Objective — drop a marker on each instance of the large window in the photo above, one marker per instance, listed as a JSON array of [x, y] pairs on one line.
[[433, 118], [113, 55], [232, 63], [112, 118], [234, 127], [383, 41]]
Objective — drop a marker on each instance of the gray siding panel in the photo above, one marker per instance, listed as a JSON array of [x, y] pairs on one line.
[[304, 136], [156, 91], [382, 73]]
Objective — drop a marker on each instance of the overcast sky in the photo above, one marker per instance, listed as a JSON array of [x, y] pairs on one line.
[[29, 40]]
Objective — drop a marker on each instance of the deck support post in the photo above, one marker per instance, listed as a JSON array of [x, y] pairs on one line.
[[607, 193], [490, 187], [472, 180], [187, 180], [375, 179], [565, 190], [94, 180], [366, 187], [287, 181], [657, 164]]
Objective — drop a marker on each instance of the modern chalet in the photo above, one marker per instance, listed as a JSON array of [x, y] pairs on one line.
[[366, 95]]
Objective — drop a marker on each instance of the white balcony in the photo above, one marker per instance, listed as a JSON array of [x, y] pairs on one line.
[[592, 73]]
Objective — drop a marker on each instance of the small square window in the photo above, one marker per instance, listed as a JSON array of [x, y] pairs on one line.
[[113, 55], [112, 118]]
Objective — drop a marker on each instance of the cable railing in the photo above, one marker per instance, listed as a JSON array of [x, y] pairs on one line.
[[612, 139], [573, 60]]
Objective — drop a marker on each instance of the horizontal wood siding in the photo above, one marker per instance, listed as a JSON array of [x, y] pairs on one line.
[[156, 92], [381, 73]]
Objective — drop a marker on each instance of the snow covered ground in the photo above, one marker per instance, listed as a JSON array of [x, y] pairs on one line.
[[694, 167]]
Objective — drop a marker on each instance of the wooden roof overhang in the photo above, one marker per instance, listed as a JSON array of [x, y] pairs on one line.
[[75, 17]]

——

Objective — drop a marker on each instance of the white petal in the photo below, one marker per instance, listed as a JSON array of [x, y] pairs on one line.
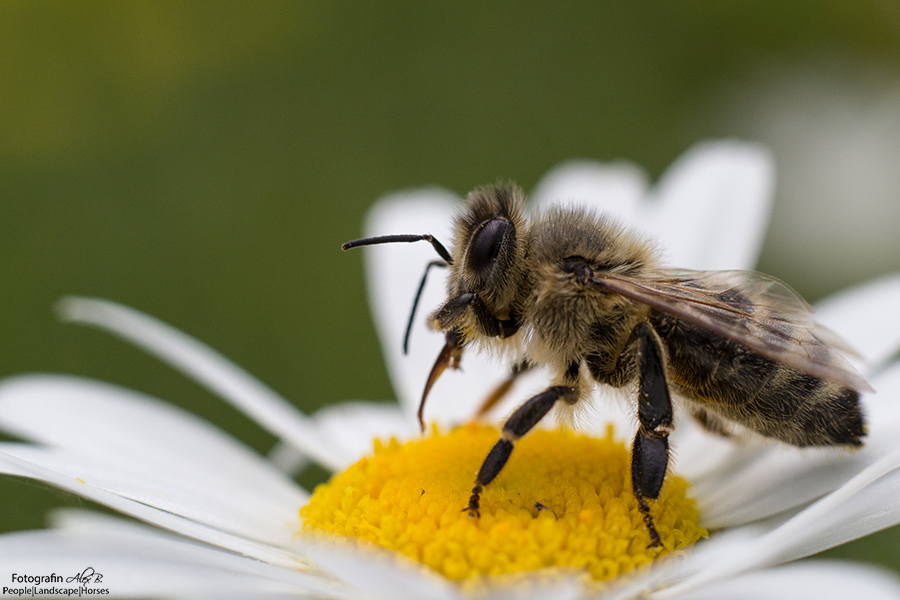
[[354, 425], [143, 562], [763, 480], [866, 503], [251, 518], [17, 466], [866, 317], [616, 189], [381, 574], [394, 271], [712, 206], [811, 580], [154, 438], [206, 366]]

——

• [Work required]: Pull out every line in the listing above that contains the word "white", and copy each one in full.

• [Response below]:
Objective — drop a marker on each instance of the white balcony in the photo above, one marker per instance, listed as a JSON array of [x, y] pairs on one line.
Objective — drop a marker on each instance of the white petal in the photo below, one marker per instance, listed as a JSON array of [x, y] pairs on one line.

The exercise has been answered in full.